(Supplied records begins)

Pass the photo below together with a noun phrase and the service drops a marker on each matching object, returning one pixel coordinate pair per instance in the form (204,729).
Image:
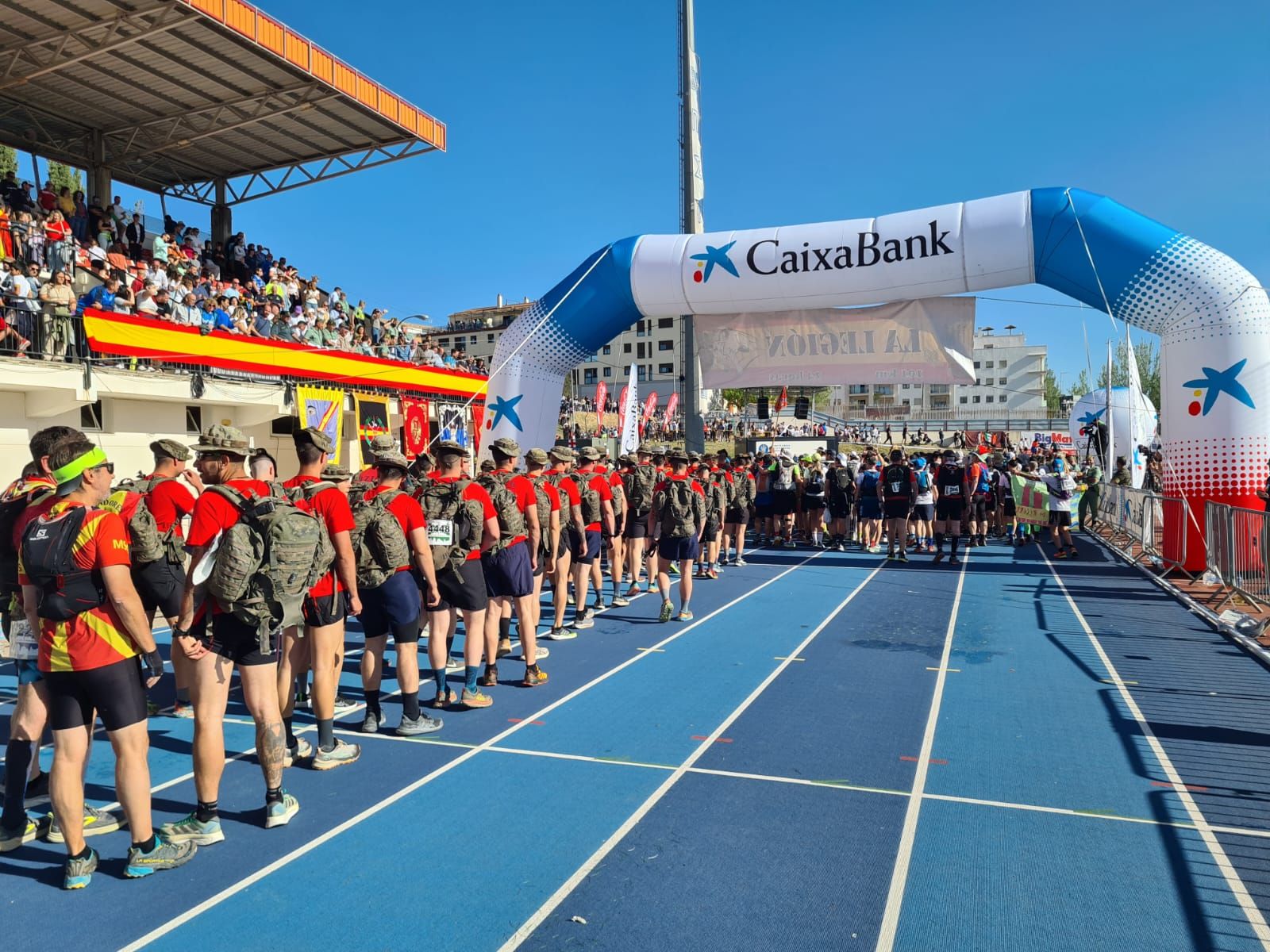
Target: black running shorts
(114,691)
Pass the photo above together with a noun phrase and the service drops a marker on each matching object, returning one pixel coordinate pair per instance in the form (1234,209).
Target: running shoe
(79,873)
(37,789)
(302,750)
(19,835)
(279,812)
(533,677)
(338,755)
(474,698)
(414,727)
(95,822)
(190,829)
(164,856)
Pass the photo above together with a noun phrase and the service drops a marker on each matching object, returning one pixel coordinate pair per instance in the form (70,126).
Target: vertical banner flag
(649,408)
(1138,416)
(414,419)
(601,397)
(323,409)
(630,420)
(450,419)
(478,420)
(372,420)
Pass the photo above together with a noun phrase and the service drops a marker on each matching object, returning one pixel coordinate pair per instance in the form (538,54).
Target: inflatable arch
(1212,317)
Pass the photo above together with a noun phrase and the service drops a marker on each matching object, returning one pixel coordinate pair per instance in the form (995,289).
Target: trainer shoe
(190,829)
(95,822)
(79,873)
(19,835)
(279,812)
(164,856)
(414,727)
(533,677)
(302,750)
(475,698)
(338,755)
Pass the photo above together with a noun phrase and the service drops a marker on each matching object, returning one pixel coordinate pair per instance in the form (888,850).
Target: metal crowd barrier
(1237,543)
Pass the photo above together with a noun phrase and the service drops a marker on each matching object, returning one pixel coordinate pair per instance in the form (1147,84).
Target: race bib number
(23,643)
(441,532)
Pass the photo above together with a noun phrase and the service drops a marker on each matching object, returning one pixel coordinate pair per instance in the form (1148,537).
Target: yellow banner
(324,410)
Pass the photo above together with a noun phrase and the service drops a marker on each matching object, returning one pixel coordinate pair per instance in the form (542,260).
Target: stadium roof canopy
(177,95)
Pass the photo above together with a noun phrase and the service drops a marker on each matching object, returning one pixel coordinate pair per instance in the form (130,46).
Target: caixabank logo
(770,257)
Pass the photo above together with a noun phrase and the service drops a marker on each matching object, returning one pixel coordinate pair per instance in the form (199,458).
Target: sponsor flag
(323,409)
(414,424)
(601,397)
(628,405)
(372,420)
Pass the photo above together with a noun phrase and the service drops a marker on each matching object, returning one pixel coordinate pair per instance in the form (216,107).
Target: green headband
(75,467)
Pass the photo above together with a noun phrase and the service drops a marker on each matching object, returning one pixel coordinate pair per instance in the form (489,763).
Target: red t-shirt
(98,636)
(214,514)
(332,505)
(598,482)
(406,511)
(168,501)
(474,492)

(Supplied records ends)

** Work task **
Repeat only the stretch of lines that opens with the line containing "Target: sponsor flag" and closes with the final line of the entries, both included, exactly as written.

** Written response **
Target: sponsor flag
(323,409)
(414,424)
(601,397)
(628,405)
(372,420)
Pass the photo above together with a noun phrase and the service drops a marker on each matching object, returning one pixel coordinate pair per instance in the form (216,107).
Target: green headband
(75,467)
Pass the photo above together with a noun phrase and the service drops a marker on each matching object, returning one pixel coordinate pair per instance in the form (489,763).
Target: red t-shirt
(98,636)
(214,514)
(332,505)
(598,482)
(406,511)
(168,501)
(474,492)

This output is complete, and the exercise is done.